■ 任务要求:
1. 请用两句话概括文本片段的内容。
2. 根据文本片段，判断下列三项说法是否正确，逐项回答"是"或"否"，并原样引用文本中起决定作用的语句：
(a) 第一篇论文的作者机构包括名古屋大学。
(b) Attention U-Net 只在一个小型数据集上进行了评估。
(c) 第二篇论文中，结构分析器的训练目标是使 ASML 最小化。
3. 根据文本片段回答下列问题，每行答一题，并按相同的字母标号：
(a) 第一篇论文被哪个会议接收？
(b) 第一篇论文在 arXiv 上的日期是哪一天？
(c) 第二篇论文的作者来自哪个机构？

■ 文本片段:

-- -- --

【论文推荐】最新七篇图像分割相关论文—Attention U-Net、对抗结构匹配损失、卷积CRFs、对抗样本、弱监督分割

2018 年 5 月 31 日 专知

【导读】专知内容组推出近期七篇图像分割（Image Segmentation）相关文章，为大家进行介绍，欢迎查看!

1.Attention U-Net: Learning Where to Look for the Pancreas（Attention U-Net:学习在哪里寻找胰腺）

作者：Ozan Oktay,Jo Schlemper,Loic Le Folgoc,Matthew Lee,Mattias Heinrich,Kazunari Misawa,Kensaku Mori,Steven McDonagh,Nils Y Hammerla,Bernhard Kainz,Ben Glocker,Daniel Rueckert

Accepted to published in MIDL'18

机构：University of Luebeck，Nagoya University

摘要：We propose a novel attention gate (AG) model for medical imaging that automatically learns to focus on target structures of varying shapes and sizes. Models trained with AGs implicitly learn to suppress irrelevant regions in an input image while highlighting salient features useful for a specific task. This enables us to eliminate the necessity of using explicit external tissue/organ localisation modules of cascaded convolutional neural networks (CNNs). AGs can be easily integrated into standard CNN architectures such as the U-Net model with minimal computational overhead while increasing the model sensitivity and prediction accuracy. The proposed Attention U-Net architecture is evaluated on two large CT abdominal datasets for multi-class image segmentation. Experimental results show that AGs consistently improve the prediction performance of U-Net across different datasets and training sizes while preserving computational efficiency. The code for the proposed architecture is publicly available.

期刊：arXiv, 2018年5月21日

网址：

http://www.zhuanzhi.ai/document/c26e8950c5e25001223cd971d127f713

2.Adversarial Structure Matching Loss for Image Segmentation（对抗结构匹配损失的图像分割）

作者：Jyh-Jing Hwang,Tsung-Wei Ke,Jianbo Shi,Stella X. Yu

机构：University of Pennsylvania

摘要：The per-pixel cross-entropy loss (CEL) has been widely used in structured output prediction tasks as a spatial extension of generic image classification. However, its i.i.d. assumption neglects the structural regularity present in natural images. Various attempts have been made to incorporate structural reasoning mostly through structure priors in a cooperative way where co-occuring patterns are encouraged. We, on the other hand, approach this problem from an opposing angle and propose a new framework for training such structured prediction networks via an adversarial process, in which we train a structure analyzer that provides the supervisory signals, the adversarial structure matching loss (ASML). The structure analyzer is trained to maximize ASML, or to exaggerate recurring structural mistakes usually among co-occurring patterns. On the contrary, the structured output prediction network is trained to reduce those mistakes and is thus enabled to distinguish fine-grained structures. As a result, training structured output prediction networks using ASML reduces contextual confusion among objects and improves boundary localization. We demonstrate that ASML outperforms its counterpart CEL especially in context and boundary aspects on figure-ground segmentation and semantic segmentation tasks with various base architectures, such as FCN, U-Net, DeepLab, and PSPNet.

-- -- --

■ 可用数据:
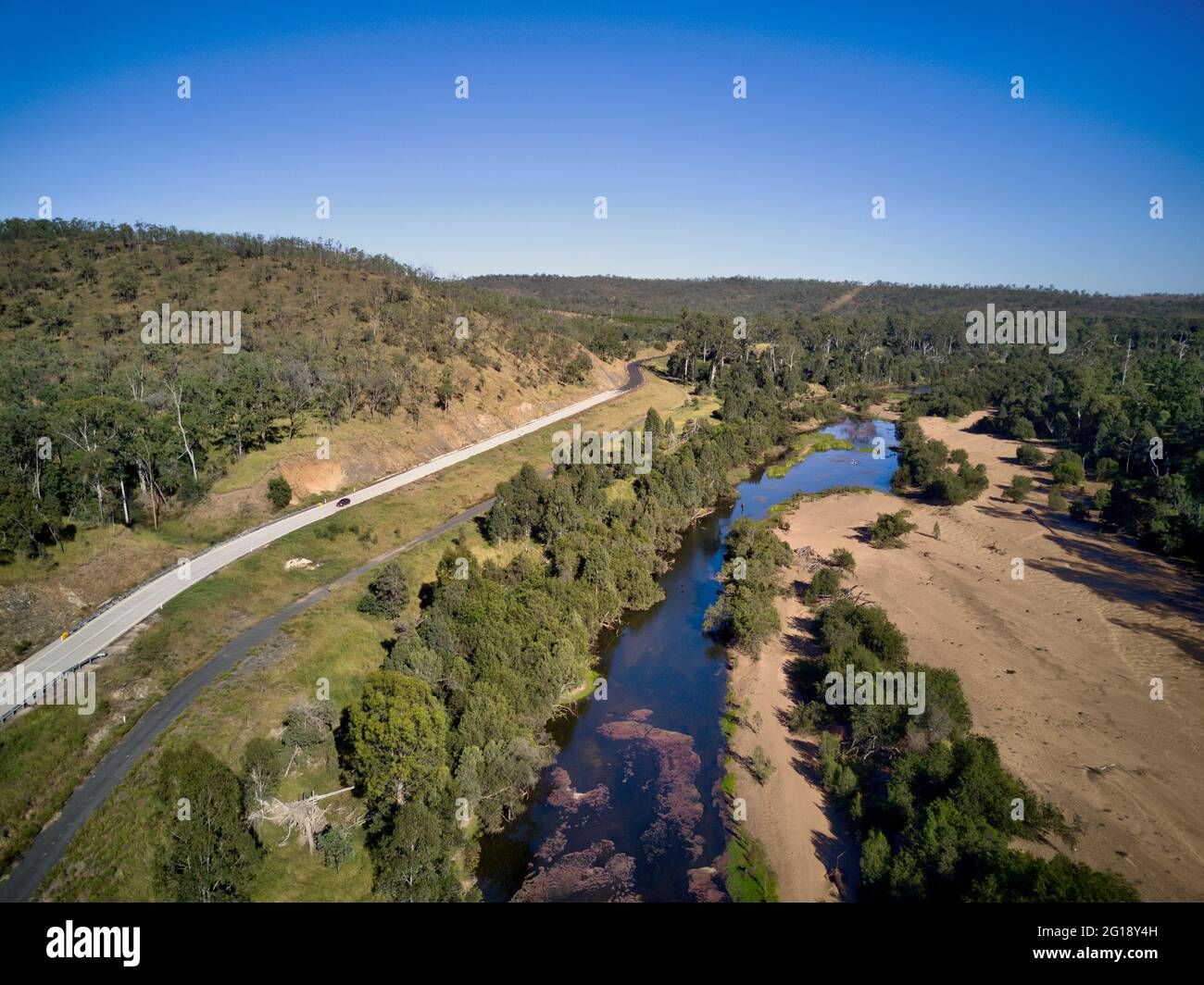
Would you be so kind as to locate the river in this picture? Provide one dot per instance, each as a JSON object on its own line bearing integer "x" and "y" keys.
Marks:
{"x": 631, "y": 808}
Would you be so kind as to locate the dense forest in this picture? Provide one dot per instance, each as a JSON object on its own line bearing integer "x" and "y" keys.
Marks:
{"x": 458, "y": 707}
{"x": 660, "y": 300}
{"x": 100, "y": 428}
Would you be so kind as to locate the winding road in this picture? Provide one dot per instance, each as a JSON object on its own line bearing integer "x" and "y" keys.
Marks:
{"x": 123, "y": 615}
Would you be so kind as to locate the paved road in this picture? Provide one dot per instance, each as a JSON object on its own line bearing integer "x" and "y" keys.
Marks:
{"x": 55, "y": 838}
{"x": 111, "y": 624}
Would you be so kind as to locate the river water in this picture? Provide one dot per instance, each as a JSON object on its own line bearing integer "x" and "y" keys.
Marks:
{"x": 631, "y": 808}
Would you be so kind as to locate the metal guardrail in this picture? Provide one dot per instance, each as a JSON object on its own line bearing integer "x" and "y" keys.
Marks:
{"x": 40, "y": 692}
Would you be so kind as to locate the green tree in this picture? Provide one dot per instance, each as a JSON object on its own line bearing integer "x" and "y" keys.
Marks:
{"x": 280, "y": 492}
{"x": 396, "y": 737}
{"x": 211, "y": 855}
{"x": 1019, "y": 489}
{"x": 386, "y": 595}
{"x": 890, "y": 529}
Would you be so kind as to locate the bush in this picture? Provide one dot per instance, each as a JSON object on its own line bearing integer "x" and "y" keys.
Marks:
{"x": 825, "y": 583}
{"x": 336, "y": 848}
{"x": 280, "y": 492}
{"x": 844, "y": 560}
{"x": 890, "y": 529}
{"x": 1107, "y": 469}
{"x": 1030, "y": 455}
{"x": 386, "y": 593}
{"x": 759, "y": 766}
{"x": 1067, "y": 468}
{"x": 1018, "y": 492}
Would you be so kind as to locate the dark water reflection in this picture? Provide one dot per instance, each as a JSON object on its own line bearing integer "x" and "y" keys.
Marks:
{"x": 661, "y": 667}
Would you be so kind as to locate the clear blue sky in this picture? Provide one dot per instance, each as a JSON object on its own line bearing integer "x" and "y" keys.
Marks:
{"x": 846, "y": 101}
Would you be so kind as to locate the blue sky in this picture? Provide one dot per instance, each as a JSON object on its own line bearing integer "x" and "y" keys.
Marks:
{"x": 846, "y": 101}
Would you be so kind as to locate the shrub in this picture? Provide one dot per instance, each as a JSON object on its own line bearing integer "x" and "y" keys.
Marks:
{"x": 1067, "y": 468}
{"x": 759, "y": 766}
{"x": 1030, "y": 455}
{"x": 1018, "y": 492}
{"x": 280, "y": 492}
{"x": 844, "y": 560}
{"x": 825, "y": 583}
{"x": 890, "y": 529}
{"x": 386, "y": 593}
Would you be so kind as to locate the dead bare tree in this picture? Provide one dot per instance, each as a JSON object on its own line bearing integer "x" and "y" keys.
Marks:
{"x": 307, "y": 816}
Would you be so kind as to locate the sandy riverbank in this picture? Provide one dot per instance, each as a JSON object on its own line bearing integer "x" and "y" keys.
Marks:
{"x": 1056, "y": 668}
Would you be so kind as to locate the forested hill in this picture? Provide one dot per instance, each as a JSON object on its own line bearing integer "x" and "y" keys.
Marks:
{"x": 755, "y": 295}
{"x": 97, "y": 427}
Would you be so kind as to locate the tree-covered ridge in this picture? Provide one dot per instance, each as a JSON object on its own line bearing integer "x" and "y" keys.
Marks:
{"x": 1128, "y": 411}
{"x": 99, "y": 427}
{"x": 460, "y": 705}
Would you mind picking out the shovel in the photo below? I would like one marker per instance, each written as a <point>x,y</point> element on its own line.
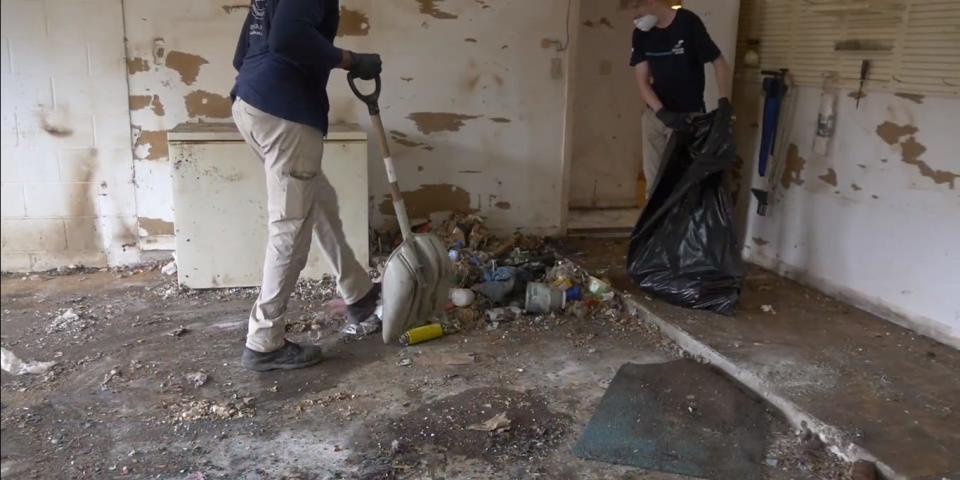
<point>417,275</point>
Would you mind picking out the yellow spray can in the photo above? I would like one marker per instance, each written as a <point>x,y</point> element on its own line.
<point>421,334</point>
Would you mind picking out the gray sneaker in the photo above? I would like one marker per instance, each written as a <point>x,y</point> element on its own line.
<point>288,357</point>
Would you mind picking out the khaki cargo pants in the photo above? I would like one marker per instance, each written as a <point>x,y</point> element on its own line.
<point>655,138</point>
<point>300,201</point>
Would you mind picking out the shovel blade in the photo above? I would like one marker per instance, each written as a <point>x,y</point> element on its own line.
<point>416,284</point>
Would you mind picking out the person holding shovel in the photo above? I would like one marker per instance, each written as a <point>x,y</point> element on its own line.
<point>283,58</point>
<point>670,47</point>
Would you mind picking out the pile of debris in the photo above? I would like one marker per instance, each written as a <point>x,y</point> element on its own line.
<point>194,410</point>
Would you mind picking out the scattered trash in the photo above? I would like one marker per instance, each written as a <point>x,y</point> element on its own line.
<point>495,424</point>
<point>170,268</point>
<point>207,410</point>
<point>496,291</point>
<point>598,287</point>
<point>362,329</point>
<point>458,359</point>
<point>422,334</point>
<point>502,314</point>
<point>462,297</point>
<point>179,331</point>
<point>197,379</point>
<point>13,365</point>
<point>68,320</point>
<point>113,373</point>
<point>542,298</point>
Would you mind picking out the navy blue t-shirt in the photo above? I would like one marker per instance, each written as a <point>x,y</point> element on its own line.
<point>676,55</point>
<point>284,57</point>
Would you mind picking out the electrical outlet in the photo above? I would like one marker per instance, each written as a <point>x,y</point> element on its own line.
<point>556,68</point>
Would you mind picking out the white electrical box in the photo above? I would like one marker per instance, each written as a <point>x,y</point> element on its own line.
<point>220,203</point>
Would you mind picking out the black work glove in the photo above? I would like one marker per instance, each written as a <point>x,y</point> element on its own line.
<point>367,66</point>
<point>673,120</point>
<point>725,109</point>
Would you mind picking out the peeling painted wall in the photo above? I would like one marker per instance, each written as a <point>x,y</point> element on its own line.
<point>67,169</point>
<point>178,57</point>
<point>877,220</point>
<point>474,115</point>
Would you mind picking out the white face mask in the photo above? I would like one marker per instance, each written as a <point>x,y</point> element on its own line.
<point>646,22</point>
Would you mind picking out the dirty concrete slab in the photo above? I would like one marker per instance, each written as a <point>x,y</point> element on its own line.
<point>888,389</point>
<point>147,386</point>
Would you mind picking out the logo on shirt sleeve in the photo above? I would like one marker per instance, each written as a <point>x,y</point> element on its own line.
<point>677,49</point>
<point>258,9</point>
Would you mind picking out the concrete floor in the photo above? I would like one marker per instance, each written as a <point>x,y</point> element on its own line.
<point>121,403</point>
<point>884,388</point>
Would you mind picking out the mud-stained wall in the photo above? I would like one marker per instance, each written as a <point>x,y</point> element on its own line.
<point>178,57</point>
<point>67,169</point>
<point>472,108</point>
<point>877,220</point>
<point>607,140</point>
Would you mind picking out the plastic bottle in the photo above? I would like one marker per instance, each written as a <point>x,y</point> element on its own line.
<point>422,334</point>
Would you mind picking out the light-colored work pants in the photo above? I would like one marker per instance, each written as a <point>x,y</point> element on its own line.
<point>655,138</point>
<point>300,201</point>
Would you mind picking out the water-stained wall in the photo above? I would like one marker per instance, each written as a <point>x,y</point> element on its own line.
<point>473,100</point>
<point>877,220</point>
<point>67,180</point>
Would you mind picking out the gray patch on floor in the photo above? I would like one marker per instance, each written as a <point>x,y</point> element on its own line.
<point>679,417</point>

-- -- --

■ 各题答案:
1. 专知内容组于2018年5月31日推出近期七篇图像分割相关论文的介绍，其中第一篇提出了一种注意力门（AG）模型，可以以极小的计算开销集成到U-Net等标准CNN架构中，并提高预测性能。第二篇提出通过对抗过程训练结构分析器，用对抗结构匹配损失（ASML）训练结构化输出预测网络，从而减少物体之间的上下文混淆，并改善边界定位。

2.
(a) 是。"机构：University of Luebeck，Nagoya University"
(b) 否。"The proposed Attention U-Net architecture is evaluated on two large CT abdominal datasets for multi-class image segmentation."
(c) 否。"The structure analyzer is trained to maximize ASML"

3.
(a) MIDL'18
(b) 2018年5月21日
(c) University of Pennsylvania